##### Text segment #####

1. The Closed Circle- Jonathan Coe
2. Dibs in Search of Self- Virginia Axline
3. Curtain: Poirot’s Last Case- Agatha Christie
4. 99 Ways to Tell a Story- Matt Madden
5. Fragile Things- Neil Gaiman
6. Lost Worlds: What Have We Lost and Where Did it Go?- Michael Bywater
7. Exercises in Style- Raymond Queneau trans. Barbara
8. The Atom Station- Halldór Laxness trans. Magnus Magnusson
9. Sweets: the History of Temptation- Tim Richardson

The Atom Station- Halldór Laxness trans. Magnus Magnusson (yes, him off Mastermind)

Halldór Laxness won a Nobel Prize for literature, is considered THE modern Icelandic writer, and has an excellent name. I’d heard of him for a long time, but never got round to reading anything by him. I went to Iceland a few years ago, but I didn’t buy any books there because they were all so expensive. The other week I saw this in the local library, so I considered it was about time. Halldór Laxness (haltour ˈlaxsnɛs) Halldór Laxness (haltour ˈlaxsnɛs) Halldór Laxness (haltour ˈlaxsnɛs) ….

Ugla (‘owl’) is a girl from a remote valley in the north of Iceland in the late 40s who comes to Reykjavik to work as a maid in the town house of her local MP (who’s trying to strike a deal to get an American nuclear weapon station built in Iceland) and study music. She takes harmonium lessons off an eccentric old man whose house is always full of the local radicals, and becomes a communist by accident . The general tone is surreal and satirical at the same time, apparently not his usual style, but I enjoyed it and would like to read more. I felt like he was taking the piss out of some very specific targets, and that I would have enjoyed the book even more if I were more familiar with Iceland in the 40s. It was also translated by Magnus Magnussson off Mastermind. I like that.

“It is a characteristic of great art that people who know nothing feel they could have done it themselves – if they were stupid enough”

#####

Actions to take:
A: From the numbered list at the start of the post, name every book title that contains a colon, leaving out the author names.
B: Please return everything in the post from "1. The Closed" down to "him off Mastermind)", copied word for word.
The records that come next are separate material and have no connection to the post.

##### Excerpted records #####

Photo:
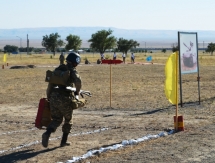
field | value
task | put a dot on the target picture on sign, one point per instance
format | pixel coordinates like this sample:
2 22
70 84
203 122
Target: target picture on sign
188 52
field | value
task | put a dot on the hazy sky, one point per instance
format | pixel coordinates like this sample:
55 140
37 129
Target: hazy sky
126 14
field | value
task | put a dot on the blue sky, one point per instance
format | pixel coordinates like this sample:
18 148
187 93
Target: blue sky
125 14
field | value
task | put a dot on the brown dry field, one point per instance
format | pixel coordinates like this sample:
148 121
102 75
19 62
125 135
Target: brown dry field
139 107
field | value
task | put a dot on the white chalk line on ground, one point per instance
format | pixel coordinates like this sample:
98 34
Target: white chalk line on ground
12 132
124 143
37 141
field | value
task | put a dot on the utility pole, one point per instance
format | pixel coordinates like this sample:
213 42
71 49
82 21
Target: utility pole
27 44
203 46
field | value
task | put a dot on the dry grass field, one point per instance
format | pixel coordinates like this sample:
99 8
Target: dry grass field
138 108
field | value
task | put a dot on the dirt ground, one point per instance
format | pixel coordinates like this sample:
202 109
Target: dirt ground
138 108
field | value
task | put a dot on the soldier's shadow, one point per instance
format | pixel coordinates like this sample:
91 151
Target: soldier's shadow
22 155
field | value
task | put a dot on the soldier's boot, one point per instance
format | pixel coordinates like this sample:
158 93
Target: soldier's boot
45 137
64 140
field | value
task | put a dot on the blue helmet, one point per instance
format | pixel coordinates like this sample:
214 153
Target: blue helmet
74 58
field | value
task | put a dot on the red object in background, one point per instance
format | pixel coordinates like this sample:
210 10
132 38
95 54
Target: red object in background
110 61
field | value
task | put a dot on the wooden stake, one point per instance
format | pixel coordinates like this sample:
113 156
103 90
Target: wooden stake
176 82
110 83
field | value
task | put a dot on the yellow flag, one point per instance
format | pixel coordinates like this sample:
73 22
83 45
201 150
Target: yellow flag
171 79
5 58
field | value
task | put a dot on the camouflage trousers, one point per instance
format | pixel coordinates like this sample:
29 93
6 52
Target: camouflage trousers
61 107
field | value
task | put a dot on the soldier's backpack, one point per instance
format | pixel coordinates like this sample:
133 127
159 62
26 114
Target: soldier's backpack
60 76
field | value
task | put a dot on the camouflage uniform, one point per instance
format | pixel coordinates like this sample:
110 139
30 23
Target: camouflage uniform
62 59
60 101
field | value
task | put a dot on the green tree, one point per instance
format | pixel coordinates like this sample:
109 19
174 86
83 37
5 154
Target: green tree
163 50
52 42
175 47
124 45
74 42
211 48
22 49
10 48
102 40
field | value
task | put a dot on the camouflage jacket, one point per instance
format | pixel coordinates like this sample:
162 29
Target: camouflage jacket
74 79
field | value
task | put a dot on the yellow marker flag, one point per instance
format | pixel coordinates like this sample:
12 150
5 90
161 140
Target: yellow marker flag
5 58
171 78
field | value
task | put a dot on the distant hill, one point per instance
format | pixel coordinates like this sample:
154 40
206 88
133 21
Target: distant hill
153 38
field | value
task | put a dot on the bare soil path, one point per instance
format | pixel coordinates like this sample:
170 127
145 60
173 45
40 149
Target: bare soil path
139 107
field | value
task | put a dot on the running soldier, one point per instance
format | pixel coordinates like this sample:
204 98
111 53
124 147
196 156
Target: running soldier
60 101
62 58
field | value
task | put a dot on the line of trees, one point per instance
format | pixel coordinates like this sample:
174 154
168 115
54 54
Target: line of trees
100 41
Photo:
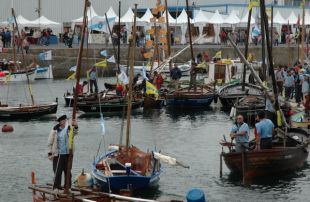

#####

Solutions to each task:
A:
Curtain: Poirot’s Last Case
Lost Worlds: What Have We Lost and Where Did it Go?
Sweets: the History of Temptation

B:
1. The Closed Circle- Jonathan Coe
2. Dibs in Search of Self- Virginia Axline
3. Curtain: Poirot’s Last Case- Agatha Christie
4. 99 Ways to Tell a Story- Matt Madden
5. Fragile Things- Neil Gaiman
6. Lost Worlds: What Have We Lost and Where Did it Go?- Michael Bywater
7. Exercises in Style- Raymond Queneau trans. Barbara
8. The Atom Station- Halldór Laxness trans. Magnus Magnusson
9. Sweets: the History of Temptation- Tim Richardson

The Atom Station- Halldór Laxness trans. Magnus Magnusson (yes, him off Mastermind)